## BEGIN

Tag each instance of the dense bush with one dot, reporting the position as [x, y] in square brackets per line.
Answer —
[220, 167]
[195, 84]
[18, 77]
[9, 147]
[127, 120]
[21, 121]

## END

*What is being asked*
Copy out each of the entries above word for word.

*Answer to the task*
Tag each instance of the dense bush with one dot, reporting the position as [x, y] in square brackets per line.
Answer —
[220, 167]
[195, 84]
[18, 77]
[9, 147]
[127, 120]
[21, 121]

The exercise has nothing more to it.